START EXTRACTED TEXT

Atypical femur fracture data support bisphosphonate ‘drug holiday’ after 5 years
Risk for atypical femur fractures with bisphosphonate therapy, while rare, was strongly associated with duration of use beyond about 5 years and was quickly and dramatically reduced after discontinuing, study data show.
However, risks for osteoporotic and hip fractures, which are more common, are reduced with continuing therapy.
“Atypical fractures are extremely rare compared with much more common hip and other osteoporotic fractures that can be prevented with bisphosphonate therapy,” Dennis M. Black, PhD, professor of epidemiology and biostatistics at the University of California, San Francisco, and an adjunct investigator at Kaiser Permanente Southern California, told Healio. “We also were reassured to find that the atypical femur fracture risk was strongly associated with duration of use beyond about 5 years and was quickly and dramatically reduced after discontinuing. This strongly supports the concept of a ‘drug holiday,’ a temporary discontinuation of bisphosphonates after 5 years or so of treatment.”

END EXTRACTED TEXT

» TASK REQUIREMENTS:
A. Translate this sentence from the article on atypical femur fractures into Spanish: "However, risks for osteoporotic and hip fractures, which are more common, are reduced with continuing therapy."
B. Transcribe the passage of the article on atypical femur fractures starting at "Atypical femur fracture data" and ending at "with continuing therapy.".

START DATA UNDER STUDY

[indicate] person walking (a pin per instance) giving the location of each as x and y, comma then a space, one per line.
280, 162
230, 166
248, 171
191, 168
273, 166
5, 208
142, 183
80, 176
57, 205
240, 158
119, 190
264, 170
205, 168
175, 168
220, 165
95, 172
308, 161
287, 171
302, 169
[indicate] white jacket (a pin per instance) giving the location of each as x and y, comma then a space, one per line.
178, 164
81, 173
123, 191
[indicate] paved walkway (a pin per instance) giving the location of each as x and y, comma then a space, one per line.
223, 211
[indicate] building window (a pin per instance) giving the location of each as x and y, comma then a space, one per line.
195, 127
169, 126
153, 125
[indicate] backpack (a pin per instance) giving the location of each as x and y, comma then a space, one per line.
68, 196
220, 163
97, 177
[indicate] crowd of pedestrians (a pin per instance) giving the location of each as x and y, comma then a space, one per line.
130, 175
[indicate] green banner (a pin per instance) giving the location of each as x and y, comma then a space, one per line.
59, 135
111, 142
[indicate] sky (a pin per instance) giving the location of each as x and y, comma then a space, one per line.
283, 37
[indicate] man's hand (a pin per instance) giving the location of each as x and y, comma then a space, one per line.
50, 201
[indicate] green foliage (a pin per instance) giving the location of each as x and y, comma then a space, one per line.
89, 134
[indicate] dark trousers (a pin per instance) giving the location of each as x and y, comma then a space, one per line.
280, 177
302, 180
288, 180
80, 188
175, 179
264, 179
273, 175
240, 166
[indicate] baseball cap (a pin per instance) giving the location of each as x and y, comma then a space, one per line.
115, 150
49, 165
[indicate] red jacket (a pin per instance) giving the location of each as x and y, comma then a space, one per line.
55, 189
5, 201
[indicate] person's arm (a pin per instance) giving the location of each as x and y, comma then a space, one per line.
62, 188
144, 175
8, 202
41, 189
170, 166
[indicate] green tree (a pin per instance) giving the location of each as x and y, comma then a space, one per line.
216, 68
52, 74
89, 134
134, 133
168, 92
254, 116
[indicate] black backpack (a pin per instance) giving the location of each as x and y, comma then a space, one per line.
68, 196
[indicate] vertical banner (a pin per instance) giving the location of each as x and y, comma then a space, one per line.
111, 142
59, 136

END DATA UNDER STUDY

» SOLUTIONS BY TASK:
A. Sin embargo, los riesgos de fracturas osteoporóticas y de cadera, que son más comunes, se reducen al continuar la terapia.

B.
Atypical femur fracture data support bisphosphonate ‘drug holiday’ after 5 years
Risk for atypical femur fractures with bisphosphonate therapy, while rare, was strongly associated with duration of use beyond about 5 years and was quickly and dramatically reduced after discontinuing, study data show.
However, risks for osteoporotic and hip fractures, which are more common, are reduced with continuing therapy.